So those are pretty important from a compliance perspective sometimes. So this is pretty important API I would say. So we have an option of getting activities. So this is basically get all the activities. It's huge so over the time it can grow really big and that might have some performance issues. So other options, what are the other options? So you have an option to filter activities also and it works like any other API pretty fast. So you can have a filter based on a username. [inaudible 00:33:22] from Reltio what has she done in a definite time period? So there are default time period and then there are time periods that you can define also. And one more thing is from a performance perspective you can also have, if you feel that the performance is not up to the [inaudible 00:33:41] because there are certain limits of 10,000 I think items that gets returned.

(00:33:45):

So you have a option of running it through cursor and scan APIs basically, which returns through cursor. We'll discuss about the cursor based APIs for entity search. But the similar concept actually is applicable for activity log for better performance. And then you also have a activity export API, which is basically here if you see, right? It is the export API. So if performance is an issue for an activity log, regular API, you can always fall back onto a scan cursor-based API or an export API. But for this example in our case we'll show something that is basically a normal filtered activity log, right? So we'll go to Postman again and I'll try to find out activity log API.
▬▬▬
**GOAL OF THE EXERCISE**
Render this sentence from the activity log transcript in Spanish: "So you can have a filter based on a username." The listing that comes next has no connection to the transcript.

**DATA BLOCK**
▬▬▬
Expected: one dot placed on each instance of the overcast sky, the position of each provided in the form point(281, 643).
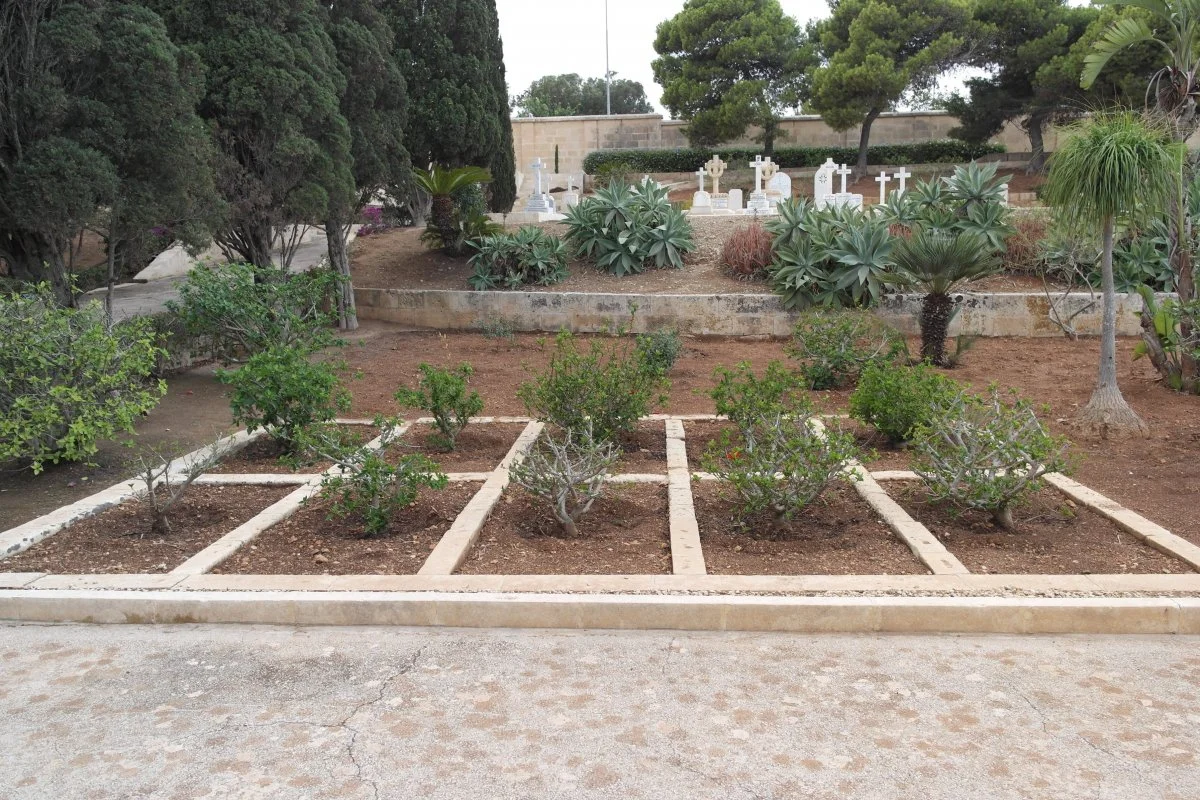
▬▬▬
**TASK ANSWER**
Así que puedes tener un filtro basado en un nombre de usuario.